Activity
Every record that follows must be set down word for word.

Records from a dataset:
Start of Block

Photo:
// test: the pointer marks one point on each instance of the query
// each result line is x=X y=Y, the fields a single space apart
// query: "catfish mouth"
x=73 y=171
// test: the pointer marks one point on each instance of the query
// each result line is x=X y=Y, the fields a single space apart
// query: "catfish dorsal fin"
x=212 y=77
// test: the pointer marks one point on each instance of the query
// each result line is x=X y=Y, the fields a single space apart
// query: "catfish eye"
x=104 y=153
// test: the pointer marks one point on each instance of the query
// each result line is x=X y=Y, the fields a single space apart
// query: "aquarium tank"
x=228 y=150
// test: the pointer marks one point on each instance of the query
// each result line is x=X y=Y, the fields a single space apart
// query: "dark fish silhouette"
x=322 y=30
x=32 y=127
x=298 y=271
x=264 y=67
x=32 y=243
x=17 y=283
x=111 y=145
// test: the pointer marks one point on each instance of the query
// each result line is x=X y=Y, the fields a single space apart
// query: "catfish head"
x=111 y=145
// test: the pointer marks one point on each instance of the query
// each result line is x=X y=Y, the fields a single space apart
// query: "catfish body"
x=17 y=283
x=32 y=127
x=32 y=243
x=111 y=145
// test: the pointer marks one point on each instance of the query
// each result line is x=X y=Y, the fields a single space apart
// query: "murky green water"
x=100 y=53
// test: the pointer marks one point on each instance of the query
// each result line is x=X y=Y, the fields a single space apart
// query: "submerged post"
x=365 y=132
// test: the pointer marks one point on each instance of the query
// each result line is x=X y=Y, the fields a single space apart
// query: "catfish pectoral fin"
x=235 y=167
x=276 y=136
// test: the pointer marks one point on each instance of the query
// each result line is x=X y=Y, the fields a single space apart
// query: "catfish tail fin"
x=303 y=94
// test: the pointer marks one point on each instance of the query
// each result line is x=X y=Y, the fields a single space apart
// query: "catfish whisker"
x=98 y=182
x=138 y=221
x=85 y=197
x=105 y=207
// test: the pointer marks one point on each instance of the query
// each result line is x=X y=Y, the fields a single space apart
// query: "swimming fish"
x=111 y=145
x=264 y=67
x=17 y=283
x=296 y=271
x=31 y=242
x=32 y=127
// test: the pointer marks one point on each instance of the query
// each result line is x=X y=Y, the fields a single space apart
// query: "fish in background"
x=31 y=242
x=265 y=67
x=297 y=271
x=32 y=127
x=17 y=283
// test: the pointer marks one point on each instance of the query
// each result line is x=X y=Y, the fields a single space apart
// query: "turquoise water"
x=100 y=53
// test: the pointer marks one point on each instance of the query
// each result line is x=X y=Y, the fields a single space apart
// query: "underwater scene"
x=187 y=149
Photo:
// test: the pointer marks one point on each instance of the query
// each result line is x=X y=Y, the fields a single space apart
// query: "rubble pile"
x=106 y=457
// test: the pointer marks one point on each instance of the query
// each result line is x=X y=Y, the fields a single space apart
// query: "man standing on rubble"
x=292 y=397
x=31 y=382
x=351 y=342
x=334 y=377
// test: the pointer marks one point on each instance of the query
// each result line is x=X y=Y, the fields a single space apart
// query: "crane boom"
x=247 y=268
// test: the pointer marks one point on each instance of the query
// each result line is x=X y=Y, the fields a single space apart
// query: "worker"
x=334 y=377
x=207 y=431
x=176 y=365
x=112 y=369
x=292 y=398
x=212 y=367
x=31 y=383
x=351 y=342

End of Block

Solution below
Photo:
// test: the pointer marks one point on each instance of the query
// each result line is x=X y=Y, the fields a single space apart
// query: "catfish mouth"
x=73 y=171
// test: the pointer marks one point on each instance of the query
// each result line is x=X y=Y, the fields a single space apart
// query: "catfish dorsal fin"
x=212 y=77
// test: the pointer marks one point on each instance of the query
// each result line is x=X y=Y, the fields a single space apart
// query: "catfish eye"
x=104 y=153
// test: the pointer marks one point on each instance of the query
// each result line is x=X y=Y, the fields a single space apart
// query: "aquarium tank"
x=228 y=150
// test: the pointer marks one point on each instance of the query
// each result line is x=X y=Y, the fields a single space apart
// query: "dark fish silhouette"
x=322 y=30
x=32 y=127
x=298 y=271
x=264 y=67
x=32 y=243
x=17 y=283
x=111 y=145
// test: the pointer marks one point on each instance of the query
// each result line is x=X y=Y, the fields a single space apart
// query: "catfish head"
x=111 y=145
// test: the pointer marks one point on each instance of the query
// each result line is x=X y=Y, the fields a single space apart
// query: "catfish body"
x=17 y=283
x=32 y=127
x=32 y=243
x=111 y=145
// test: the pointer marks one point on each instance of the query
// each result line is x=X y=Y, the fields a single space apart
// query: "murky green water"
x=100 y=53
// test: the pointer marks one point on each instance of the query
// each result line is x=X y=Y, the fields a single space apart
// query: "submerged post"
x=365 y=132
// test: the pointer marks one point on each instance of the query
// each result line is x=X y=Y, the fields a single space apart
// query: "catfish pectoral fin"
x=235 y=167
x=276 y=136
// test: the pointer marks one point on each instance of the query
// each result line is x=X y=Y, the fields a single space apart
// query: "catfish tail fin"
x=303 y=94
// test: the pointer marks one point on each instance of the query
// each result line is x=X y=Y, the fields a single space apart
// query: "catfish whisker"
x=98 y=182
x=138 y=221
x=85 y=197
x=105 y=207
// test: the pointer marks one point on each instance of the query
// each result line is x=X y=Y, the fields a single space apart
// query: "swimming fish"
x=111 y=145
x=264 y=67
x=17 y=283
x=296 y=271
x=31 y=242
x=32 y=127
// test: the pointer marks one point on each instance of the query
// each result line is x=X y=Y, the fields a single space apart
// query: "fish in background"
x=31 y=242
x=265 y=67
x=297 y=271
x=32 y=127
x=17 y=283
// test: the pointer marks one point on each instance of the query
// each result line is x=X y=Y, the fields a single space apart
// query: "turquoise water"
x=100 y=53
// test: the pointer marks one point on each instance of the query
// each result line is x=X y=Y, the fields a single space apart
// query: "underwater scene"
x=187 y=149
Photo:
// test: the pointer marks one point on each instance of the query
// each result line is x=X y=Y, the fields a single space apart
// query: "rubble pile"
x=106 y=457
// test: the pointer marks one point on each instance of the query
// each result line is x=X y=Y, the fields a single space apart
// query: "man standing on rubble"
x=292 y=397
x=31 y=382
x=351 y=342
x=334 y=377
// test: the pointer marks one point on each instance of the query
// each result line is x=X y=Y, the fields a single space apart
// query: "crane boom"
x=247 y=268
// test: the pointer marks one point on each instance of the query
// each result line is x=X y=Y, the fields a single space apart
// query: "worker"
x=334 y=377
x=207 y=431
x=176 y=365
x=112 y=369
x=292 y=398
x=212 y=367
x=31 y=383
x=351 y=342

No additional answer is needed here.